EXERCISE OBJECTIVE: Copy each entry verbatim, excluding its images.

* * * *

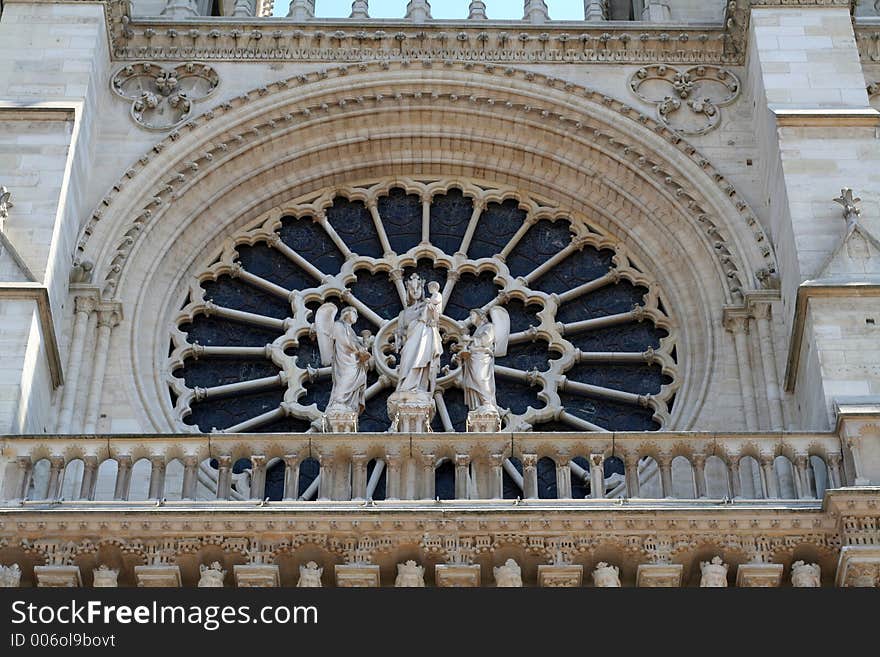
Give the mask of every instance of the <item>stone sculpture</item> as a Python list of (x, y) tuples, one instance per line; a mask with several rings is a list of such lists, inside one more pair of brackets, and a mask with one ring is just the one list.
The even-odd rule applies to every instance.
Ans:
[(474, 333), (462, 336), (464, 348), (456, 359), (461, 363), (461, 386), (471, 420), (479, 423), (494, 418), (487, 429), (497, 431), (501, 412), (495, 397), (495, 357), (507, 354), (510, 316), (501, 306), (494, 306), (490, 312), (491, 322), (485, 311), (471, 310)]
[(822, 569), (815, 563), (795, 561), (791, 565), (791, 585), (795, 588), (819, 588), (822, 586)]
[(394, 586), (396, 588), (424, 588), (425, 567), (418, 565), (413, 560), (397, 564), (397, 579), (394, 580)]
[(12, 205), (12, 192), (0, 185), (0, 232), (3, 232), (4, 223), (9, 219), (9, 209)]
[[(92, 586), (100, 588), (116, 588), (119, 586), (119, 570), (101, 564), (92, 571)], [(222, 584), (221, 584), (222, 585)]]
[(721, 561), (721, 557), (713, 557), (712, 561), (701, 561), (700, 586), (704, 588), (723, 588), (727, 586), (727, 564)]
[(332, 431), (356, 431), (357, 417), (364, 411), (367, 371), (370, 367), (370, 336), (358, 335), (352, 328), (357, 310), (342, 309), (336, 320), (336, 306), (325, 303), (315, 313), (315, 332), (321, 364), (332, 369), (333, 389), (327, 402), (327, 419)]
[(0, 566), (0, 588), (14, 589), (21, 583), (21, 568), (17, 563)]
[(319, 589), (323, 586), (321, 584), (321, 575), (323, 574), (323, 568), (318, 568), (318, 564), (309, 561), (305, 566), (299, 567), (299, 581), (296, 586), (303, 589)]
[(397, 391), (433, 395), (443, 355), (439, 328), (443, 295), (440, 286), (432, 281), (425, 299), (424, 286), (425, 281), (418, 274), (406, 283), (407, 306), (400, 313), (395, 334), (400, 352)]
[(223, 580), (226, 577), (226, 571), (219, 561), (213, 562), (210, 566), (201, 564), (199, 566), (199, 588), (200, 589), (222, 589)]
[(499, 589), (521, 588), (523, 585), (522, 568), (520, 568), (519, 564), (513, 559), (505, 561), (503, 566), (496, 566), (494, 568), (494, 573), (495, 586)]
[(604, 561), (596, 564), (593, 571), (593, 586), (596, 588), (620, 588), (620, 568), (609, 566)]

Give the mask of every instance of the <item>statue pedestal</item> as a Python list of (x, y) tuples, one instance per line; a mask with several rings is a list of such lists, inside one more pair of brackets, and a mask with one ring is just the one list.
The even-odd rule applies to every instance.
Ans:
[(76, 588), (82, 586), (79, 566), (34, 566), (34, 577), (40, 588)]
[(392, 433), (430, 431), (436, 411), (434, 398), (427, 392), (394, 392), (388, 397), (388, 417)]
[(179, 587), (180, 567), (177, 564), (135, 566), (134, 578), (142, 588)]
[(232, 567), (235, 585), (242, 588), (273, 588), (281, 586), (281, 575), (274, 564), (245, 564)]
[(538, 566), (538, 586), (547, 588), (575, 588), (581, 585), (584, 567), (580, 565)]
[(476, 588), (480, 586), (480, 565), (437, 564), (434, 581), (441, 588)]
[(639, 588), (678, 588), (684, 566), (680, 563), (643, 563), (636, 571)]
[(379, 586), (379, 566), (373, 564), (337, 564), (336, 586), (374, 588)]
[(477, 409), (468, 413), (467, 430), (470, 433), (498, 433), (501, 431), (501, 416), (491, 409)]
[(738, 587), (776, 588), (782, 584), (781, 563), (744, 563), (736, 569)]
[(354, 411), (328, 411), (326, 418), (330, 433), (357, 433), (358, 415)]

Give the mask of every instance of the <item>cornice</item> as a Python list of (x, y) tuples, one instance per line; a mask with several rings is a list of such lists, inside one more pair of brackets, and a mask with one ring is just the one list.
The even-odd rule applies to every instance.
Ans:
[(810, 299), (828, 297), (880, 297), (880, 283), (806, 281), (801, 284), (797, 292), (794, 322), (792, 323), (788, 359), (785, 367), (785, 389), (788, 392), (792, 392), (797, 384), (801, 346), (804, 340), (804, 325), (806, 324)]
[(52, 306), (49, 303), (49, 290), (41, 283), (2, 283), (0, 299), (27, 299), (37, 305), (40, 318), (40, 330), (46, 343), (46, 359), (52, 375), (52, 385), (58, 387), (64, 383), (61, 367), (61, 352), (58, 349), (58, 337), (52, 321)]

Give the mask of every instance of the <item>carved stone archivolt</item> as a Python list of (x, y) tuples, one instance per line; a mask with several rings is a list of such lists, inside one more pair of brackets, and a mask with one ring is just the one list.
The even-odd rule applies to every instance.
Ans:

* * * *

RESULT OF THE TASK:
Give the mask of every instance of the <item>stone sculpture</item> as a Python list of (x, y) tuples, one instance per line; a mask with several rings is a list of such lists, inside one more pair of brackets, and a mask with one ring is just the one list.
The even-odd rule applies to every instance.
Ans:
[(474, 333), (462, 336), (464, 348), (456, 359), (461, 363), (461, 386), (471, 420), (479, 423), (494, 418), (487, 429), (497, 431), (501, 412), (495, 397), (495, 357), (507, 354), (510, 316), (501, 306), (494, 306), (490, 312), (491, 322), (485, 311), (471, 310)]
[(822, 569), (815, 563), (795, 561), (791, 565), (791, 585), (795, 588), (819, 588), (822, 586)]
[(394, 586), (396, 588), (424, 588), (425, 567), (418, 565), (413, 560), (397, 564), (397, 579), (394, 580)]
[(12, 205), (12, 192), (0, 185), (0, 232), (3, 232), (4, 223), (9, 219), (9, 209)]
[[(92, 586), (100, 588), (116, 588), (119, 586), (119, 570), (101, 564), (92, 571)], [(222, 584), (221, 584), (222, 585)]]
[(721, 561), (721, 557), (713, 557), (712, 561), (701, 561), (700, 586), (704, 588), (723, 588), (727, 586), (727, 564)]
[(332, 431), (356, 431), (357, 417), (364, 411), (367, 371), (370, 367), (370, 336), (358, 335), (352, 328), (357, 310), (342, 309), (336, 320), (336, 306), (325, 303), (315, 313), (315, 332), (321, 364), (332, 369), (333, 389), (327, 402), (327, 419)]
[(0, 566), (0, 588), (14, 589), (21, 583), (21, 568), (17, 563)]
[(319, 589), (323, 586), (321, 584), (321, 575), (323, 574), (323, 568), (318, 568), (318, 564), (309, 561), (305, 566), (299, 567), (299, 581), (296, 586), (303, 589)]
[(397, 391), (433, 395), (443, 355), (439, 328), (443, 295), (440, 286), (432, 281), (425, 299), (424, 286), (425, 281), (418, 274), (406, 283), (407, 306), (400, 313), (395, 334), (400, 352)]
[(223, 580), (226, 577), (226, 571), (219, 561), (213, 562), (210, 566), (201, 564), (199, 566), (199, 588), (200, 589), (222, 589)]
[(499, 589), (521, 588), (523, 585), (522, 568), (520, 568), (519, 564), (513, 559), (505, 561), (503, 566), (496, 566), (494, 568), (494, 573), (495, 586)]
[(604, 561), (596, 564), (593, 571), (593, 586), (596, 588), (620, 588), (620, 568), (609, 566)]

Give the mask of every instance of the <item>statue pedestal</item> as a Python list of (x, y) tuples, one instance per line; a mask with several rings is a list of such lists, inside one more pair of brackets, and a mask with one ring is just the one list.
The even-odd rule applies to every instance.
Ans:
[(76, 588), (82, 586), (79, 566), (34, 566), (34, 577), (40, 588)]
[(392, 433), (430, 431), (436, 411), (434, 398), (427, 392), (394, 392), (388, 397), (388, 417)]
[(179, 587), (180, 567), (177, 564), (135, 566), (134, 578), (142, 588)]
[(232, 567), (235, 585), (242, 588), (273, 588), (281, 586), (281, 575), (274, 564), (245, 564)]
[(538, 566), (538, 586), (547, 588), (575, 588), (581, 585), (584, 567), (580, 565)]
[(476, 588), (480, 586), (480, 565), (437, 564), (434, 581), (441, 588)]
[(639, 588), (678, 588), (684, 566), (680, 563), (643, 563), (636, 571)]
[(379, 586), (379, 566), (373, 564), (337, 564), (336, 586), (374, 588)]
[(477, 409), (468, 413), (467, 430), (470, 433), (498, 433), (501, 431), (501, 416), (491, 409)]
[(738, 587), (776, 588), (782, 584), (781, 563), (744, 563), (736, 569)]
[(354, 411), (328, 411), (326, 418), (330, 433), (357, 433), (358, 415)]

Give the mask of every instance of the <item>cornice</item> as a Python list of (x, y) tuples, one instance per line; a mask with several rings is a list of such lists, inside one more pair of brackets, and a mask with one ring is just the one list.
The even-odd rule applies to every instance.
Ans:
[(810, 299), (828, 297), (880, 297), (880, 283), (806, 281), (801, 284), (797, 292), (794, 322), (792, 323), (788, 359), (785, 367), (785, 389), (788, 392), (792, 392), (797, 384), (801, 346), (804, 340), (804, 325), (806, 324)]
[(52, 306), (49, 303), (49, 290), (41, 283), (2, 283), (0, 299), (27, 299), (37, 305), (40, 318), (40, 330), (46, 343), (46, 359), (52, 375), (52, 385), (58, 387), (64, 383), (61, 367), (61, 352), (58, 349), (58, 337), (52, 321)]

Give the mask of every instance of the <item>carved stone archivolt</item> as a Python list of (x, y) tuples, one instance per line; a mask with several rings is a list of such lists, inside one more pair of brackets, and a mask with one ring is just the one list.
The even-odd rule applies to every instance.
Ans:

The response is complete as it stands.